- **REQUIREMENT**
Rewrite the data from the line containing "Locate the dry" through the end of the data, switching "orange sleeve" to "orange cuff" and leaving everything else unchanged. Omit the pictures.

■ ■ ■ ■

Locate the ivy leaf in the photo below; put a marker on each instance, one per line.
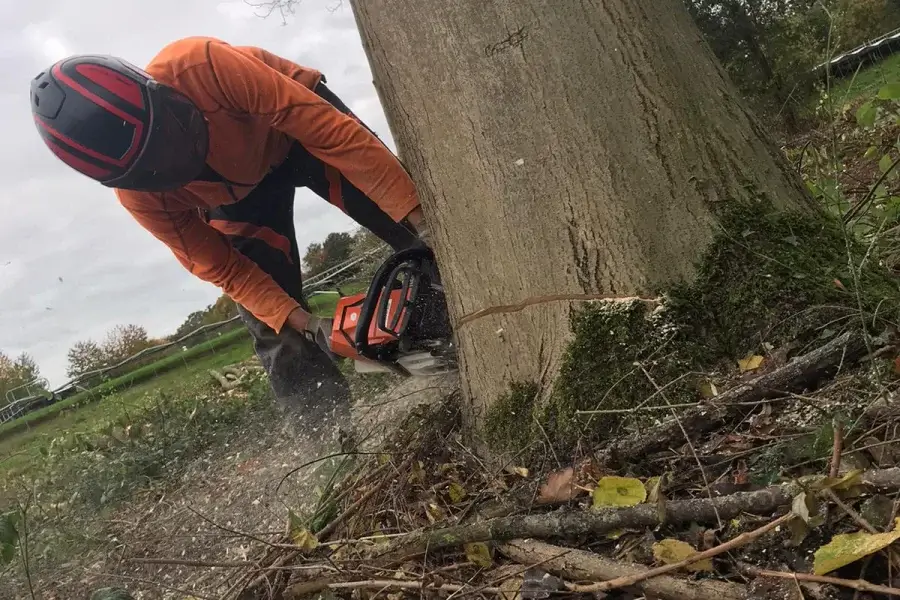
(479, 554)
(866, 114)
(669, 551)
(619, 491)
(9, 536)
(456, 492)
(847, 548)
(889, 92)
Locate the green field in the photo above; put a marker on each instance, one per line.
(866, 82)
(20, 446)
(21, 439)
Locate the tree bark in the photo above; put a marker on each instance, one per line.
(564, 151)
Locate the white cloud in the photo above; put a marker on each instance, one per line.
(54, 223)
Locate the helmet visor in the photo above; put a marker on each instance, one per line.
(174, 153)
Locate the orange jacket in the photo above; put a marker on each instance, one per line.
(257, 104)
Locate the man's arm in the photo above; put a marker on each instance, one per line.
(207, 254)
(249, 85)
(303, 75)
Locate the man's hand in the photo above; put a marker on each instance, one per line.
(316, 329)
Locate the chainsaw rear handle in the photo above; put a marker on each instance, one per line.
(379, 294)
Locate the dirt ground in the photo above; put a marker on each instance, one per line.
(211, 513)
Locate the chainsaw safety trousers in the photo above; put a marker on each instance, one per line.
(261, 227)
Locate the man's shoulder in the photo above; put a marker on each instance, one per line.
(180, 56)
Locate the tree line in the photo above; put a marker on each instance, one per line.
(124, 341)
(770, 48)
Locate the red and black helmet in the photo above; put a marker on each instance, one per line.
(114, 123)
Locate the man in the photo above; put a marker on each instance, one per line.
(205, 149)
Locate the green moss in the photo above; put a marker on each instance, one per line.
(510, 423)
(767, 277)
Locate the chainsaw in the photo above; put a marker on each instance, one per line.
(401, 323)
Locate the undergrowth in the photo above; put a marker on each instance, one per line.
(85, 474)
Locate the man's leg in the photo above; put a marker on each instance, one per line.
(305, 381)
(304, 170)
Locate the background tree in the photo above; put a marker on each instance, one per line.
(579, 153)
(85, 356)
(16, 373)
(123, 341)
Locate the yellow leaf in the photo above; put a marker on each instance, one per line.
(669, 551)
(457, 493)
(304, 539)
(619, 491)
(750, 363)
(520, 471)
(847, 548)
(708, 389)
(479, 554)
(510, 588)
(653, 488)
(434, 512)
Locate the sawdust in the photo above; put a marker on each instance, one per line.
(241, 489)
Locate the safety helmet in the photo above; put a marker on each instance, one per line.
(113, 122)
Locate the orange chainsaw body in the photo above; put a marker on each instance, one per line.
(346, 317)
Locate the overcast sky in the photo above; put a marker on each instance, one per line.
(73, 263)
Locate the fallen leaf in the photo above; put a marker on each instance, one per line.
(708, 389)
(479, 554)
(847, 548)
(669, 551)
(653, 484)
(509, 589)
(434, 512)
(520, 471)
(618, 491)
(751, 362)
(456, 492)
(300, 535)
(559, 487)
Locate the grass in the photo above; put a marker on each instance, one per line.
(239, 337)
(20, 439)
(19, 449)
(867, 81)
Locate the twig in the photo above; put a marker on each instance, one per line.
(581, 565)
(312, 587)
(800, 373)
(837, 448)
(331, 527)
(161, 586)
(224, 564)
(737, 542)
(853, 584)
(687, 439)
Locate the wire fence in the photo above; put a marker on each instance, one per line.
(334, 276)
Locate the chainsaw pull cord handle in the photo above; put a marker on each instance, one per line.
(373, 296)
(409, 289)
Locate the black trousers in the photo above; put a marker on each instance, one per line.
(303, 378)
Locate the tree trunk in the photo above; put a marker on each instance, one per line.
(563, 151)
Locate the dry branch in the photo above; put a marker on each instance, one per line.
(576, 523)
(630, 580)
(579, 565)
(803, 372)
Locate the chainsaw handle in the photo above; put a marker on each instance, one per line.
(376, 290)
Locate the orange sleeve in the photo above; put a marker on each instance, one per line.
(248, 85)
(308, 77)
(207, 254)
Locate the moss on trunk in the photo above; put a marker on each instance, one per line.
(769, 278)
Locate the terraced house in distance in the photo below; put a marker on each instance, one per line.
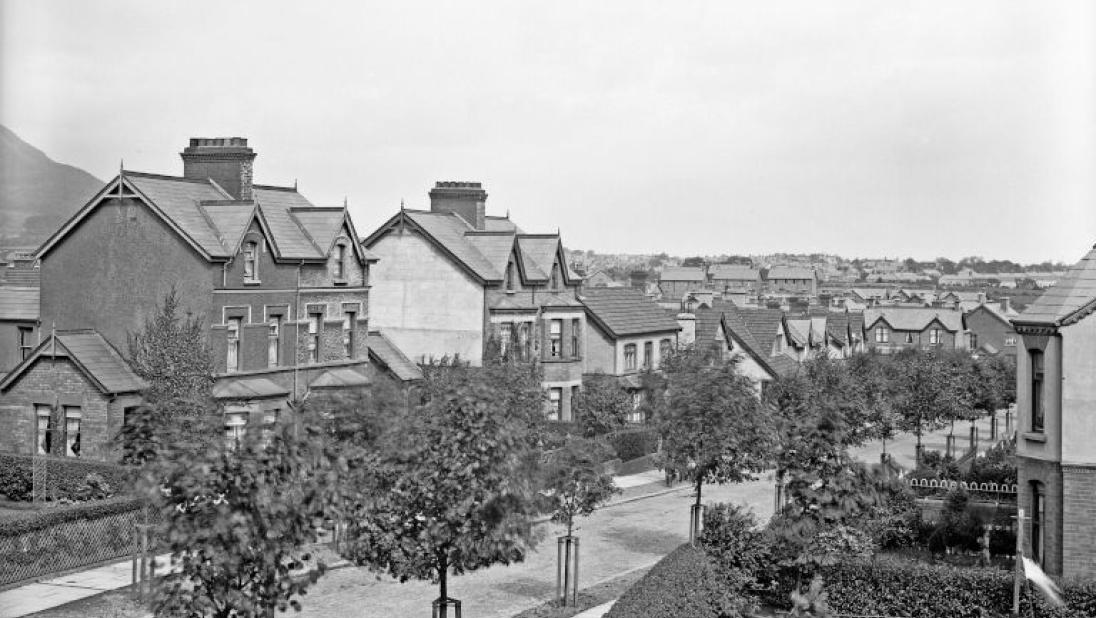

■ ■ ■ ■

- **FINISHED ANSWER**
Locate the dry branch in the photo above; put a marker on each instance, one per line.
(576, 523)
(630, 580)
(579, 565)
(803, 372)
Locate the chainsaw handle in the photo above; put a marker on each instance, one per line.
(376, 290)
Locate the orange cuff in the photo above; put a marker on each instance, one per line.
(248, 85)
(308, 77)
(207, 254)
Locate the moss on trunk in the photo above; put a marker on each instance, one per line.
(769, 278)
Locate the terraced house in distance in the photo below; put a marker on each instance, one per line.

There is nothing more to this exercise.